──────── Stored rows ────────

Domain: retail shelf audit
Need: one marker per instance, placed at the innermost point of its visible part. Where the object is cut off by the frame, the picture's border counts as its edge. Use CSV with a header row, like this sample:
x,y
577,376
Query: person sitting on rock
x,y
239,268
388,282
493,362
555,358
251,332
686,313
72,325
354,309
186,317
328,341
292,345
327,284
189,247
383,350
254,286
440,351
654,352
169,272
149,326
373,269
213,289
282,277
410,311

────────

## Work to be completed
Rewrite the rows above, replacing "marker" with "point" wherever it occurs and leaving everything else unchanged.

## Result for this exercise
Domain: retail shelf audit
Need: one point per instance, placed at the innermost point of its visible part. Where the object is cut off by the frame, the picture's border counts as its edge. Use CSV with a header row, like this sample:
x,y
577,376
Query: person sitting on rock
x,y
239,268
388,282
493,362
555,358
251,332
686,313
72,325
354,309
186,317
328,341
292,345
327,284
189,247
383,350
254,286
440,351
654,352
169,272
149,326
373,269
213,289
282,277
410,311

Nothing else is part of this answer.